**Задание:**
Подсчитайте, в скольких строках ниже встречается слово «woman». В ответе укажите только число.

**Строки к заданию:**
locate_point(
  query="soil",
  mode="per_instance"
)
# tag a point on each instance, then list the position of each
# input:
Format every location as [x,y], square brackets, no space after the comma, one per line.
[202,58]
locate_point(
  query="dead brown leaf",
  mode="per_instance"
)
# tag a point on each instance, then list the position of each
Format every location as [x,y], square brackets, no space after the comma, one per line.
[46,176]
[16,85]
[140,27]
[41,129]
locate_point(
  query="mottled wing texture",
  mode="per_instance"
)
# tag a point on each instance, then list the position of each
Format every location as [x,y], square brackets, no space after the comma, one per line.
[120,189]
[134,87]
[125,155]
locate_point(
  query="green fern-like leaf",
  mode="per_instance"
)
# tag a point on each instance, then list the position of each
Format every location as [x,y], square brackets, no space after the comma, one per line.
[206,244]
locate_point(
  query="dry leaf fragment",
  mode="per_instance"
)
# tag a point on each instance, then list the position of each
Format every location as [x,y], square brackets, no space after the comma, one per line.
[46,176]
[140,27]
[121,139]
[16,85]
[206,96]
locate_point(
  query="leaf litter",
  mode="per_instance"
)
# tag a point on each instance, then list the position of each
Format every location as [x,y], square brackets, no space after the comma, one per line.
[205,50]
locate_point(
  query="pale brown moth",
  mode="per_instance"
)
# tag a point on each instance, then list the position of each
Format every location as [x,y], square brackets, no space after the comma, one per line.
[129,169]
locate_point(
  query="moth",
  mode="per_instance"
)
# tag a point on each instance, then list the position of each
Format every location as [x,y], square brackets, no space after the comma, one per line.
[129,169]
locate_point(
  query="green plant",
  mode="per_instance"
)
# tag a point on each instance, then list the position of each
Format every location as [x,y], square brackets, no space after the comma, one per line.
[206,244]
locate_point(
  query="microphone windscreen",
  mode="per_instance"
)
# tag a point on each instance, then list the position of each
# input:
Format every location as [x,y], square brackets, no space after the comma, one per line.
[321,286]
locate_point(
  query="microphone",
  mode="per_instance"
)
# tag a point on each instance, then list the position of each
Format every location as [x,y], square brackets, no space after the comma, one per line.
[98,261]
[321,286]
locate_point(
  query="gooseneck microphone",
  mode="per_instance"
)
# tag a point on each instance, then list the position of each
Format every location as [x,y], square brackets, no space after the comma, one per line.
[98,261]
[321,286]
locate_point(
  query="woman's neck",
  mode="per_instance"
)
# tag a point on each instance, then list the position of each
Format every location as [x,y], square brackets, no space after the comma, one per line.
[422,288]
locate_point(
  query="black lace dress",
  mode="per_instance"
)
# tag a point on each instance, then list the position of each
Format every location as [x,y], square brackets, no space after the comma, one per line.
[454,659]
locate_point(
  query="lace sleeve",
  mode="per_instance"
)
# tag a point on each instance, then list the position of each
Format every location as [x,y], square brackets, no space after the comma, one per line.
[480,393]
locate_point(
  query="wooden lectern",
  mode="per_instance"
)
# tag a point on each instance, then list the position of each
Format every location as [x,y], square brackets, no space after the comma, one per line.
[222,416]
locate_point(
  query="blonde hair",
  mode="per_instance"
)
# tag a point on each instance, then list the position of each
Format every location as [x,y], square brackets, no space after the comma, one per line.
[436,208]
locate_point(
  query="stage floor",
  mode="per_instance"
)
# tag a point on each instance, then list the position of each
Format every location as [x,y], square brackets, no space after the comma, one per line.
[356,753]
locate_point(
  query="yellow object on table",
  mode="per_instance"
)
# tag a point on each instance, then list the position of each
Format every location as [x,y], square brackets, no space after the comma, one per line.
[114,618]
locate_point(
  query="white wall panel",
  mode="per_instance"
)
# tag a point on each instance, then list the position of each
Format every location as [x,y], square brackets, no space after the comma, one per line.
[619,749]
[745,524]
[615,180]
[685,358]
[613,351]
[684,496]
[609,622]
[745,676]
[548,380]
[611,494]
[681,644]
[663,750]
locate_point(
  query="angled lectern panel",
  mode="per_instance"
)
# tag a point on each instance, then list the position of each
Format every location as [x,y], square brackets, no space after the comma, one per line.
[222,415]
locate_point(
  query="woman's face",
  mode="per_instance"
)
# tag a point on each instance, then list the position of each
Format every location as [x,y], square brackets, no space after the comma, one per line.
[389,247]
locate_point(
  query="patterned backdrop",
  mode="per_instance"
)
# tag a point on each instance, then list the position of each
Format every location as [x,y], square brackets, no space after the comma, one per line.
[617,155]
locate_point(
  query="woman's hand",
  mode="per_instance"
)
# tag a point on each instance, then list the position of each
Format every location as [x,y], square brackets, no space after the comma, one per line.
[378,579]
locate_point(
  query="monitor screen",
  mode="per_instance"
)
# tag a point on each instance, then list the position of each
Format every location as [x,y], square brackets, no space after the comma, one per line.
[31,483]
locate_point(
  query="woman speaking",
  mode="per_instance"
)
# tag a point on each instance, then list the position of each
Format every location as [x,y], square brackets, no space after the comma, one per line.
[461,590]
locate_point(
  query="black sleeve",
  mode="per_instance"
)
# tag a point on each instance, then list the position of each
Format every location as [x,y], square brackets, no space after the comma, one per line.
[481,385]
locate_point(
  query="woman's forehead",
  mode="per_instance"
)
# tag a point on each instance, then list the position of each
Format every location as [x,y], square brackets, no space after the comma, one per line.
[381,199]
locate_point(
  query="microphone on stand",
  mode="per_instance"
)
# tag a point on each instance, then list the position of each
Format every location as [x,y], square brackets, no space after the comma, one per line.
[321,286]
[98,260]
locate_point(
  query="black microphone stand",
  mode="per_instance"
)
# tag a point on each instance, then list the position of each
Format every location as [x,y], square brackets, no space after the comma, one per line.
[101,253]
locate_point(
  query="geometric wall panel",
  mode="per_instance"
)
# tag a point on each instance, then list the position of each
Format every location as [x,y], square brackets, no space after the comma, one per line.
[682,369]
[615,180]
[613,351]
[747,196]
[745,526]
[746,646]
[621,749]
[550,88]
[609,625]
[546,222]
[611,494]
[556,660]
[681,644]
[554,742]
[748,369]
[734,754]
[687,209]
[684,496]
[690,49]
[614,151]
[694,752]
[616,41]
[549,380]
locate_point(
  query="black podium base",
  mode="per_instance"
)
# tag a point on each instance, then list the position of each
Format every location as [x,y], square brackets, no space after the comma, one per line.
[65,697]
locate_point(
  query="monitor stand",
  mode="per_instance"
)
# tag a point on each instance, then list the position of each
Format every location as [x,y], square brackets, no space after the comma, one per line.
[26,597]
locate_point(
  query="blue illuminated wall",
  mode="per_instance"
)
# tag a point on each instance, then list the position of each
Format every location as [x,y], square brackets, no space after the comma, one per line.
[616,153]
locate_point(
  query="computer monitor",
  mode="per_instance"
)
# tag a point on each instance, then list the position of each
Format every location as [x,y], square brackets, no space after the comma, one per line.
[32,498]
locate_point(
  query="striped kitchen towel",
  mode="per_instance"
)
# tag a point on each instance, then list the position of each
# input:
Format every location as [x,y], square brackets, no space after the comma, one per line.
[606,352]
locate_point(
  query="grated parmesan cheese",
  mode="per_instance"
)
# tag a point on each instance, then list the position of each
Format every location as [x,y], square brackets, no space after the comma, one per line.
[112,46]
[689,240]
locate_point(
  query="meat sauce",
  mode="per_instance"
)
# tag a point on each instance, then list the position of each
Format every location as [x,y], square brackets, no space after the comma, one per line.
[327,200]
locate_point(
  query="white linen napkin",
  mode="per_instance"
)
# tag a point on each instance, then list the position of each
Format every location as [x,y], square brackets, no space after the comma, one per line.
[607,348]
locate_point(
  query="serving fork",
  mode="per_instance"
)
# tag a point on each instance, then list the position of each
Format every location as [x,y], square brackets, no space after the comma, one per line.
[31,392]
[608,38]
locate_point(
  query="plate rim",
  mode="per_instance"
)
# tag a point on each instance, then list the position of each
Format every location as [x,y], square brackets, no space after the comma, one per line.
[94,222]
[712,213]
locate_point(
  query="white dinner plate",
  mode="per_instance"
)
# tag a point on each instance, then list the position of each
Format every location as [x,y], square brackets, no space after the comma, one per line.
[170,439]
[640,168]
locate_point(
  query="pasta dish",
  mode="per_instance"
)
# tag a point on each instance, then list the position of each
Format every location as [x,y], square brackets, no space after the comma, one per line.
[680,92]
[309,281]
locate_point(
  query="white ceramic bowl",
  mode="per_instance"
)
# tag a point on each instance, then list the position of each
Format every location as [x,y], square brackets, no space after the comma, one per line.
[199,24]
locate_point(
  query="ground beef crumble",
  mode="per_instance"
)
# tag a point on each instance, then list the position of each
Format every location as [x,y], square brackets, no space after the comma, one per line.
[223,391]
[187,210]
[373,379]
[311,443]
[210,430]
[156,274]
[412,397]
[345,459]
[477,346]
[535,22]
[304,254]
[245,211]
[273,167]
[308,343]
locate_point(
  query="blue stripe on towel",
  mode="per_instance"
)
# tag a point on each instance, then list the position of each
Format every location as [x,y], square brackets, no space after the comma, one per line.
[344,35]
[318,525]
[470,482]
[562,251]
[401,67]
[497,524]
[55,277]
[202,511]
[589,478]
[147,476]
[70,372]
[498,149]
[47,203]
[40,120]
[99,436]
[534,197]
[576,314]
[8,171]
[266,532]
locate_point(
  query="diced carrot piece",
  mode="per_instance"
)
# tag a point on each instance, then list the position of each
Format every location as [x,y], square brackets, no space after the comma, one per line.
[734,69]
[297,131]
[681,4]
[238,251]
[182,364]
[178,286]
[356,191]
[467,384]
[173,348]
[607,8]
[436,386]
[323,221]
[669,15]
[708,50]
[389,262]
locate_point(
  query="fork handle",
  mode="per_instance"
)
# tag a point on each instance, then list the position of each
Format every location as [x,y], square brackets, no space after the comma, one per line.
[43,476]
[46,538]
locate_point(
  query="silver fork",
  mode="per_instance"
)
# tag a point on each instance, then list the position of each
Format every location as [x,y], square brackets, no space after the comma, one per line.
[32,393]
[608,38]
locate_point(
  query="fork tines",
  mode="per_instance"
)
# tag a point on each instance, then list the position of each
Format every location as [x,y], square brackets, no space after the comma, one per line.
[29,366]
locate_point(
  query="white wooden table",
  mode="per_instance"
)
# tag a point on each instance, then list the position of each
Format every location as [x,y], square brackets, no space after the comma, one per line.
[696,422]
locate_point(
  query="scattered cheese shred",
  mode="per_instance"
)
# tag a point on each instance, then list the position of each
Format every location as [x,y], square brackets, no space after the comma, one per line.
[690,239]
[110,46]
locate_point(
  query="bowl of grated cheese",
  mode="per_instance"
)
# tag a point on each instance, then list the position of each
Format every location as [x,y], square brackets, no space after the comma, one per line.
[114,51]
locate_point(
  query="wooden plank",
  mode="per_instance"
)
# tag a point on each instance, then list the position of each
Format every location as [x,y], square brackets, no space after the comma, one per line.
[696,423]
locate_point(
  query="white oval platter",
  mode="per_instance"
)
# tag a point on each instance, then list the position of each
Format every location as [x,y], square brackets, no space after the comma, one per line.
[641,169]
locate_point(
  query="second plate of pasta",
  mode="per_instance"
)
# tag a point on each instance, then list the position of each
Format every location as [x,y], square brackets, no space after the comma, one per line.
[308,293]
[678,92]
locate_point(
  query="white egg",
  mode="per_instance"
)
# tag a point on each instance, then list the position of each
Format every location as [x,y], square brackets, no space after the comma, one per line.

**Решение:**
5